Required action —
Write out all the data below exactly.

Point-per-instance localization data
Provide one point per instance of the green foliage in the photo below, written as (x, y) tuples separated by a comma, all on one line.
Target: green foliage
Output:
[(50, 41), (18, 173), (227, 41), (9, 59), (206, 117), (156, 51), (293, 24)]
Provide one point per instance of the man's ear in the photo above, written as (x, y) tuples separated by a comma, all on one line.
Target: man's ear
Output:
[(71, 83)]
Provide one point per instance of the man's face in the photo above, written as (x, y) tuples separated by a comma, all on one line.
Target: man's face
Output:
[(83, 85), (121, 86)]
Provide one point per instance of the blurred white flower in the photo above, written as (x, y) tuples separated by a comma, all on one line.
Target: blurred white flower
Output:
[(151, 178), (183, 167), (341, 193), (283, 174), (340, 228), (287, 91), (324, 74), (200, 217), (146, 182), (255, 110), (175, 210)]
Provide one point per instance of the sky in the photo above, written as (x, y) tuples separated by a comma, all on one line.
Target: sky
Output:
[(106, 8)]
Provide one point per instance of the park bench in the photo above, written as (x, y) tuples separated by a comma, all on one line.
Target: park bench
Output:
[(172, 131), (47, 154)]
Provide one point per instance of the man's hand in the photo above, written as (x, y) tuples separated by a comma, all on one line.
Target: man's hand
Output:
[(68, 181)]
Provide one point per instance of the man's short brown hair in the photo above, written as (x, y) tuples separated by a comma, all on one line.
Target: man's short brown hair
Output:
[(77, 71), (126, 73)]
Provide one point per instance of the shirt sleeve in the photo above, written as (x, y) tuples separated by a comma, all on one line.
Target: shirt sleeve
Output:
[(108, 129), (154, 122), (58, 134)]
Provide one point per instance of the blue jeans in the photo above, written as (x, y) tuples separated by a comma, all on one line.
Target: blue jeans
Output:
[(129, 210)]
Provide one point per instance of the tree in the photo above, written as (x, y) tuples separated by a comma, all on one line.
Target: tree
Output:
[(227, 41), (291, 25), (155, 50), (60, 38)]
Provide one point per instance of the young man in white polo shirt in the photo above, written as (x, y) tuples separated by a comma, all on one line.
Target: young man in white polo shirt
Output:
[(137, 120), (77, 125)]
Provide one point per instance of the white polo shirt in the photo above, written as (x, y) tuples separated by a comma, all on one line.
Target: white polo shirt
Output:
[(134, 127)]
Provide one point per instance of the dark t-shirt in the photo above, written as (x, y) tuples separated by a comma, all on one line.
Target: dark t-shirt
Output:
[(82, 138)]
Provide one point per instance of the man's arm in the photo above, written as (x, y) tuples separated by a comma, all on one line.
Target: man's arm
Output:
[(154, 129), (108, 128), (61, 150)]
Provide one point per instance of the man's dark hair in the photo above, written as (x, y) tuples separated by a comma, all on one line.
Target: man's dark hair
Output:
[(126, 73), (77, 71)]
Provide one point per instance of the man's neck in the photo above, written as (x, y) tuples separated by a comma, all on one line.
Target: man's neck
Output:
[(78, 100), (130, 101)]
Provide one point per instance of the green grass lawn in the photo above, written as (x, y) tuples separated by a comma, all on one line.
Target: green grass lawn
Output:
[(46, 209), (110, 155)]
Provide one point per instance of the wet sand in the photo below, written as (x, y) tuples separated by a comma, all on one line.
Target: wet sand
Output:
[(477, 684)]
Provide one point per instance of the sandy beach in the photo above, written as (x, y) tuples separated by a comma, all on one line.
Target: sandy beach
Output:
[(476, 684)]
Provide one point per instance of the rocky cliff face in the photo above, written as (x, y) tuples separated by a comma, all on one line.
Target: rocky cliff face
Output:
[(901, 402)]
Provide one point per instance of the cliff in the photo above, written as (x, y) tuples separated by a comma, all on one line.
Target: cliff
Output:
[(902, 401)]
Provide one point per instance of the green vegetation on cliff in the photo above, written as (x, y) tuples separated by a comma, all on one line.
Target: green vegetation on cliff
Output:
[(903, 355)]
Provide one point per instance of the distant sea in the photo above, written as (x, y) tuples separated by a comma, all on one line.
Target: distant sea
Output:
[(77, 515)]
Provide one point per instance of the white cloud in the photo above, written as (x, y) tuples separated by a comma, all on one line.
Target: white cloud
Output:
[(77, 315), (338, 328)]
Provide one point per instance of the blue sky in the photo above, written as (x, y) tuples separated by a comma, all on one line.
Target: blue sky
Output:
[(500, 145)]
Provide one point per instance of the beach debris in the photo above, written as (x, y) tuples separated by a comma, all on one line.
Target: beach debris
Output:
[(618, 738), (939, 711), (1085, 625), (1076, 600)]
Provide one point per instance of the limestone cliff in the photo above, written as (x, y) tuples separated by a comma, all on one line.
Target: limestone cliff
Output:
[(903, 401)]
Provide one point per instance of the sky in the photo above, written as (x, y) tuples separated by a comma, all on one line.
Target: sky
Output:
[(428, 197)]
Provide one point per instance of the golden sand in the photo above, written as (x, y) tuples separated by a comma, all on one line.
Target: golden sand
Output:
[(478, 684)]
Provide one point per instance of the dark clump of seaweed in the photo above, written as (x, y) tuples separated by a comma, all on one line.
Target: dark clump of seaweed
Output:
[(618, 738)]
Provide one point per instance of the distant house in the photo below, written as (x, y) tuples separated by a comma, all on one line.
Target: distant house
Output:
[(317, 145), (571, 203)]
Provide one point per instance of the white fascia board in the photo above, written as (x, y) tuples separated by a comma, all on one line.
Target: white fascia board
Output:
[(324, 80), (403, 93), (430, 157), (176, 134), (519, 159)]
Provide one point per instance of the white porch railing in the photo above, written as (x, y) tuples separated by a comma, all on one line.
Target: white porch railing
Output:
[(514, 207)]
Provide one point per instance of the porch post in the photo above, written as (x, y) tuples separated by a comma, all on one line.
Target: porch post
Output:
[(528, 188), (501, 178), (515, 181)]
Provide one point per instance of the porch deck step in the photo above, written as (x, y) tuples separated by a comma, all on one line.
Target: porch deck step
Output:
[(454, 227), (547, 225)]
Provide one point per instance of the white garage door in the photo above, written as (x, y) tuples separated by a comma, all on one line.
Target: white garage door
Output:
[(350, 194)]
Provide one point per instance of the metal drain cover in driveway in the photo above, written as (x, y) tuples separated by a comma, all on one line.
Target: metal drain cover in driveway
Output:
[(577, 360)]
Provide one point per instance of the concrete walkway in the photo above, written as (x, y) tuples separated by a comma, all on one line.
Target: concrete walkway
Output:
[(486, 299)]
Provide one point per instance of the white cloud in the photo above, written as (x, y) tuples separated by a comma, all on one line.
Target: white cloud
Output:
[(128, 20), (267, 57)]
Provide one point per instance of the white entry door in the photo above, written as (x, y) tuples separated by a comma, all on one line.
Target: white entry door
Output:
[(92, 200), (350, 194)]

Solved problem —
Provide one point per instance of the green foliage in the photo below, written as (x, y) tuples separated by a comma, all on one line.
Target: green foliage
Output:
[(50, 41), (18, 173), (227, 41), (9, 59), (206, 117), (156, 51), (293, 24)]
Provide one point per instance of the man's ear in the photo above, written as (x, y) tuples separated by a comma, all on one line.
Target: man's ear
Output:
[(71, 83)]
Provide one point per instance of the man's face in the photo above, written as (x, y) tuples separated by a comma, all on one line.
Target: man's face
Output:
[(83, 85), (121, 86)]
Provide one point per instance of the blurred white flower in the photo above, written as (x, y) tuples separated by a comma, all on one line.
Target: blurred white flower
Output:
[(151, 178), (183, 167), (341, 193), (283, 174), (340, 228), (287, 91), (324, 74), (200, 217), (146, 182), (255, 110), (175, 210)]
Provide one point per instance of the sky in the photo above, written as (x, y) tuples separated by a comma, all on one line.
Target: sky
Output:
[(106, 8)]
Provide one point per instance of the park bench in the photo above, written as (x, y) tuples separated by a comma, all on one line.
Target: park bench
Output:
[(172, 131), (47, 154)]
Provide one point per instance of the man's hand in the photo above, written as (x, y) tuples separated by a comma, all on one line.
Target: man's hand
Output:
[(68, 181)]
Provide one point per instance of the man's short brown hair in the photo above, written as (x, y) tuples separated by a comma, all on one line.
Target: man's short brown hair
Output:
[(77, 71), (126, 73)]
Provide one point per instance of the shirt sleeve in the photo above, written as (x, y) tuples separated by a comma, all on one line.
Target: shirt sleeve
Output:
[(108, 129), (154, 122), (58, 134)]
Provide one point per instance of the blue jeans in the photo above, written as (x, y) tuples separated by a comma, all on one line.
Target: blue jeans
Output:
[(129, 210)]
Provide one point per instance of the tree in the photo above, written as (x, y) tuples separated by a comma, all on one line.
Target: tree
Output:
[(227, 41), (291, 25), (155, 50), (60, 38)]
Provide one point per instance of the young man in white polo shirt in the photo above, written as (x, y) tuples separated by a comma, all on one line.
Target: young man in white polo shirt
Output:
[(137, 120), (77, 125)]
Provide one point per instance of the white polo shirt in the photo above, written as (x, y) tuples separated by a comma, all on one line.
Target: white polo shirt
Output:
[(134, 127)]
Provide one point per instance of the dark t-shirt in the photo above, written as (x, y) tuples separated by a comma, all on one line.
Target: dark t-shirt
Output:
[(82, 138)]
Provide one point per instance of the man's arm in the photo above, written as (x, y) tuples separated by a comma, all on one line.
Target: man's arm
Output:
[(154, 129), (108, 128), (61, 150)]
Provide one point per instance of the man's dark hair in the photo above, written as (x, y) tuples separated by a comma, all on one line.
Target: man's dark hair
Output:
[(126, 73), (77, 71)]
Provide one point per instance of the man's neck in the photo above, written as (x, y) tuples separated by a comma, all on one line.
Target: man's neck
Output:
[(78, 100), (130, 101)]
Provide one point per instance of the green grass lawn in the photo above, written as (x, y) tuples separated by a comma, all on one line.
Target: green grass lawn
Output:
[(46, 209), (110, 155)]
Provide one point per instance of the wet sand in the photo below, written as (x, y) tuples separated by a comma, all on one line.
Target: wet sand
Output:
[(477, 684)]
Provide one point per instance of the sandy beach in the photo above, written as (x, y) tuples separated by a comma, all on one line.
Target: sandy beach
Output:
[(476, 684)]
Provide one point per instance of the rocky cliff face in the photo above, written as (x, y) tuples separated by a comma, all on one line.
Target: rocky cliff face
Output:
[(901, 402)]
Provide one point per instance of the cliff in the photo above, written as (x, y) tuples separated by a comma, all on one line.
Target: cliff
Output:
[(902, 401)]
Provide one point per instance of the green vegetation on cliff in the photo above, written as (x, y) tuples separated by a comma, all on one line.
Target: green vegetation on cliff
Output:
[(903, 355)]
Provide one point per instance of the distant sea in the photo above, written as (x, y) tuples separated by a comma, all on one line.
Target: distant sea
Output:
[(77, 515)]
Provide one point per instance of the white cloud in the photo above, written as (x, y) tuples separated by a comma, all on one line.
Target: white cloud
Output:
[(77, 315), (338, 328)]
Provide one point per instance of the blue sky in the photo above, written as (x, y) tuples separated by a comma, all on one line.
Target: blue sky
Output:
[(500, 145)]
Provide one point per instance of the beach debris in the photo above, written as (x, y) tuples separated by a comma, all on one line.
Target: beach debris
Output:
[(618, 738), (939, 711), (1085, 625), (1076, 600)]
Provide one point per instance of the limestone cliff in the photo above, written as (x, y) tuples separated by a comma, all on one line.
Target: limestone cliff
Output:
[(903, 401)]
Provide one point per instance of the sky in the photo above, written as (x, y) tuples separated by a comma, all on one line.
Target: sky
Output:
[(428, 197)]
Provide one point per instance of the golden sand in the photo above, written as (x, y) tuples separated by a comma, all on one line.
Target: golden sand
Output:
[(478, 684)]
Provide one point per instance of the dark clump of seaweed in the photo above, written as (x, y) tuples separated by a comma, all on one line.
Target: dark clump of seaweed
Output:
[(618, 738)]
Provide one point per instance of the distant house in the photo below, written as (x, y) tuples separated by a comma, all on one line.
Target: distant house
Output:
[(317, 145), (571, 203)]
Provide one point per instance of the white fascia board in the photo above, written as (x, y) tuples separated by a comma, all on one line.
Target: white fascia board
Output:
[(324, 80), (403, 93), (430, 157), (176, 134), (519, 159)]
Provide one point per instance of the white porch railing in the photo above, written as (x, y) tuples separated by a comma, all on one line.
Target: white porch railing
Output:
[(514, 207)]
Provide one point per instance of the porch post in the photo above, written as (x, y) tuples separated by a comma, all on one line.
Target: porch post
Output:
[(528, 188), (501, 178), (515, 181)]
Provide one point per instance of the porch deck step in the photo above, written as (x, y) tuples separated by a comma, all on one line.
Target: porch deck step
Output:
[(454, 227), (547, 225)]
Provide one point per instance of the white garage door in the photo above, written as (x, y) tuples separated by a comma, all on one line.
Target: white garage door
Output:
[(350, 194)]
Provide one point per instance of the metal drain cover in driveway in the photo above, written as (x, y) tuples separated by a comma, all on one line.
Target: metal drain cover in driveway
Output:
[(577, 360)]
Provide one point per instance of the concrete walkway in the photo above, written as (x, y) tuples separated by a comma, all on one line.
Target: concrete walkway
Output:
[(486, 299)]
Provide one point per instance of the white cloud in the photo above, written as (x, y) tuples separated by a comma, all on one line.
Target: white cloud
Output:
[(128, 20), (267, 57)]
Provide one point per instance of the white entry door in the photo above, written as (x, y) tuples separated by a comma, all on one line.
Target: white entry door
Output:
[(92, 200), (350, 194)]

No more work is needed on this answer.